▶ _Exercise instructions_
The full set of entries must be copied exactly.

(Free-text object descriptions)
--- START ---

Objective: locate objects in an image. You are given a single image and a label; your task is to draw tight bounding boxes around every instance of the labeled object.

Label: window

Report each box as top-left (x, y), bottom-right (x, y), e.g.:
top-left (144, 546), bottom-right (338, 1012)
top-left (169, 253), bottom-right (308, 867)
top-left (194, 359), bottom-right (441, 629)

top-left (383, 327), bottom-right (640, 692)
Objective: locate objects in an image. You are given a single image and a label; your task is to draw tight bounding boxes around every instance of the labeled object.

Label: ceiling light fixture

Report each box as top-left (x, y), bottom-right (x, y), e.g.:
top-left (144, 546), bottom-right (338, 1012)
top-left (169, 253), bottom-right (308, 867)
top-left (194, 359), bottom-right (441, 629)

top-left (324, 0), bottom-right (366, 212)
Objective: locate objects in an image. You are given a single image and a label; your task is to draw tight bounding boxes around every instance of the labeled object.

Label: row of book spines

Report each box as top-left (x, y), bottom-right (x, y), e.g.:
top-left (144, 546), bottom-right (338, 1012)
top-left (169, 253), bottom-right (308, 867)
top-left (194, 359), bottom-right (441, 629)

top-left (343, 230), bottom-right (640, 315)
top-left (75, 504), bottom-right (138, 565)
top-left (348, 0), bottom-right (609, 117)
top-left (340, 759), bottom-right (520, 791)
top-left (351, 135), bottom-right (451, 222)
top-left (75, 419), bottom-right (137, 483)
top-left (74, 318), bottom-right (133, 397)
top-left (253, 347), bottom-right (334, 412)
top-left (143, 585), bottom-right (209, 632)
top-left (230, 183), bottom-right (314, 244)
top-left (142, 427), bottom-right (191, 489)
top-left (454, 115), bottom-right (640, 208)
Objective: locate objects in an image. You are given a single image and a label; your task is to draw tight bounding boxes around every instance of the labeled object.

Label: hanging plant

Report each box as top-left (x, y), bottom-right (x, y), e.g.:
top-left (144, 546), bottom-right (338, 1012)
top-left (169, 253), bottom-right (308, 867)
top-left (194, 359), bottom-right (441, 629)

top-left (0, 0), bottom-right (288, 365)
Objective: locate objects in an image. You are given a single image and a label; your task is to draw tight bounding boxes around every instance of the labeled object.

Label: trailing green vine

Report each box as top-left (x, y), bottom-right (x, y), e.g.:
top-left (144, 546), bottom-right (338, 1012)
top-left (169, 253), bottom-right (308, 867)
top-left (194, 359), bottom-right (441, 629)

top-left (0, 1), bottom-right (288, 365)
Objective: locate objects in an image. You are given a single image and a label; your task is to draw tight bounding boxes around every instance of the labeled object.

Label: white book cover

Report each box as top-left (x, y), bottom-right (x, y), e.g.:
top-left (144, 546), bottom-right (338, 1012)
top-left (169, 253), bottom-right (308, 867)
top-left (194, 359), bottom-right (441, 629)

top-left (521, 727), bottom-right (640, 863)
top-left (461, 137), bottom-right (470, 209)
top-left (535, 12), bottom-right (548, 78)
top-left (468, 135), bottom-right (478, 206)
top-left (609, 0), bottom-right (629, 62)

--- END ---

▶ _Solution to this exercise_
Objective: locate objects in an image. You are given a single image and a label; your task is to draw tight bounding boxes around every instance of the labeled object.

Label: window

Report each box as top-left (x, y), bottom-right (x, y), e.g.:
top-left (144, 546), bottom-right (338, 1012)
top-left (169, 253), bottom-right (308, 867)
top-left (194, 359), bottom-right (441, 629)

top-left (383, 327), bottom-right (640, 692)
Objective: locate objects in an image. You are given a single image and a label; your task is to draw tight bounding boxes around every instance of the labeled object.

Label: ceiling light fixture

Report each box as top-left (x, y), bottom-right (x, y), e.g.:
top-left (144, 546), bottom-right (338, 1012)
top-left (169, 253), bottom-right (308, 867)
top-left (194, 359), bottom-right (441, 629)

top-left (324, 0), bottom-right (366, 212)
Objective: locate objects in an image. You are given a single image and a label; your task is to draw tight bounding boxes around every instance of the labeled object.

Label: row of book spines

Report each box as top-left (x, y), bottom-right (x, y), e.g.:
top-left (144, 546), bottom-right (338, 1012)
top-left (169, 253), bottom-right (308, 867)
top-left (194, 359), bottom-right (441, 629)

top-left (343, 230), bottom-right (640, 315)
top-left (75, 504), bottom-right (138, 565)
top-left (348, 0), bottom-right (609, 117)
top-left (340, 759), bottom-right (520, 791)
top-left (351, 135), bottom-right (451, 222)
top-left (75, 419), bottom-right (137, 483)
top-left (74, 318), bottom-right (133, 397)
top-left (253, 347), bottom-right (334, 412)
top-left (143, 585), bottom-right (209, 632)
top-left (230, 183), bottom-right (314, 244)
top-left (142, 427), bottom-right (191, 489)
top-left (454, 115), bottom-right (640, 208)
Objective: locate objects in an image. You are given a single image and a label; your task is to draw tight bounding boxes around every instance of the labeled object.

Label: hanging plant

Report each box as top-left (x, y), bottom-right (x, y), e.g.:
top-left (144, 546), bottom-right (338, 1012)
top-left (169, 253), bottom-right (308, 867)
top-left (194, 359), bottom-right (441, 629)

top-left (0, 0), bottom-right (288, 365)
Objective: locate objects in an image. You are given a single image and a label; your task is to draw tight bounding boxes around every instance of the labeled object.

Label: trailing green vine

Report each box as top-left (x, y), bottom-right (x, y), e.g.:
top-left (144, 546), bottom-right (338, 1012)
top-left (169, 253), bottom-right (308, 867)
top-left (194, 359), bottom-right (441, 629)

top-left (0, 1), bottom-right (288, 365)
Objective: locate objects in an image. You are given a single image and a label; your task is to draw tight bounding boxes around every instance of the labeled object.

Label: white book cover

Report each box as top-left (x, y), bottom-right (x, y), e.g.:
top-left (144, 546), bottom-right (338, 1012)
top-left (169, 253), bottom-right (308, 867)
top-left (194, 359), bottom-right (441, 629)

top-left (521, 727), bottom-right (640, 863)
top-left (461, 137), bottom-right (470, 209)
top-left (535, 12), bottom-right (548, 78)
top-left (468, 135), bottom-right (478, 206)
top-left (609, 0), bottom-right (629, 62)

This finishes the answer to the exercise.